# [TRECHO SELECIONADO]
Outro exemplo de suas sacadas foi a chegada de várias filarmônicas
do interior à capital baiana, no início da década de 70. De
espectador encantado para idealizador de mais um filme, foi um passo.
Siri decidiu visitar cada uma das cidades representadas pelas
orquestras, para ver de perto o dia-a-dia dos seus músicos. Em 1973,
nasceu a fita As Filarmônicas, que no ano seguinte rendeu mais um
prêmio.
Artista
da luz, da imagem em movimento, Siri gostava de dar títulos
compridos às suas obras. Os títulos de seus filmes revelam o olhar
de quem fazia cinema com uma visão poetizante. Dança Negra; Creio
em Ti, Meu São Jorge dos Ilhéus; A Zabiapunga de Cairu. Festança
de Outrora; A Noite da Dança do Xirê e da Seresta; Memória de Deus
e do Diabo em Monte Santo e Cocorobó; Por que Só Tatauí?; A Chuva
que Vem do Chão; Não Houve Tempo Sequer para as Lágrimas. Além
dos títulos, os temas de sua predileção foram ligados à lírica
da cultura popular, aos artistas plásticos e aos poetas Boca do
Inferno; A Volta do Boca do Inferno; As Phylarmônicas; Memória do
Carnaval de 1978 - Uma Decoração do Artista Juarez Paraíso; A
Noite do Folclore; Calasans Neto, o Mestre da Vida e das Artes,
muitos filmes e vidas, e um imenso roteiro de participação como
produtor, montador, roteirista ao lado dos melhores de nossa arte
cinematográfica.
O mais
premiado cineasta da Bahia guarda na sua filmografia cerca de 25
documentários e meia dúzia de vídeos. Seu último filme, Capeta
Carybé, mostra a integração entre o artista plástico baiano
Carybé e a cidade do Salvador. Com ele, Siri já havia conquistado
dois prêmios no Festival de Brasília, prêmio do público no
Festival de Curitiba e o de melhor documentário no Festival do
Ceará. Concorreu também, entre os favoritos no Rio Cine Festival e
foi selecionado para a mostra oficial do Festival de Gramado. O
cineasta que saiu por aí filmando a gente e as coisas da Bahia, de
Xique-Xique a Cocorobó, do Carnaval às filarmônicas, de Carybé a
Calasans Neto, foi um forte referencial para todos os cineastas da
Bahia. Siri - segundo contam os que trabalharam com ele - tinha a
peculiaridade de “filmar montando”. Desperdiçava muito pouca
película, gravando apenas a sequência de imagens que já tinha na
cabeça.

# [O QUE SE PEDE]
Segundo o trecho sobre o cineasta Siri, qual foi o último filme dele? Os registros não têm nenhum papel nesta tarefa.

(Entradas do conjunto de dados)
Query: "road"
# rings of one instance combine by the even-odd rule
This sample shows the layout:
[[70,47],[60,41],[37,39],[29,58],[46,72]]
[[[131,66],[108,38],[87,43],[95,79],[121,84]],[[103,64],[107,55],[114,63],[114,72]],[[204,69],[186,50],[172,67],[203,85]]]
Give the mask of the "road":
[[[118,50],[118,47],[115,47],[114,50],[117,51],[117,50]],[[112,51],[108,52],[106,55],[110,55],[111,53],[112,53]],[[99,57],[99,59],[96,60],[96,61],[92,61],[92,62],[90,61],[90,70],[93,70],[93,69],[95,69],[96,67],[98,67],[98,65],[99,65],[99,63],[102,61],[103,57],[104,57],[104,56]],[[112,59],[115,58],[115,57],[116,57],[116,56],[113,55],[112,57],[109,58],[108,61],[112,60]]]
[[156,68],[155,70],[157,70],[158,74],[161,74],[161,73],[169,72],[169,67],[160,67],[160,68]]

# [RESPOSTA DA TAREFA]
Capeta Carybé.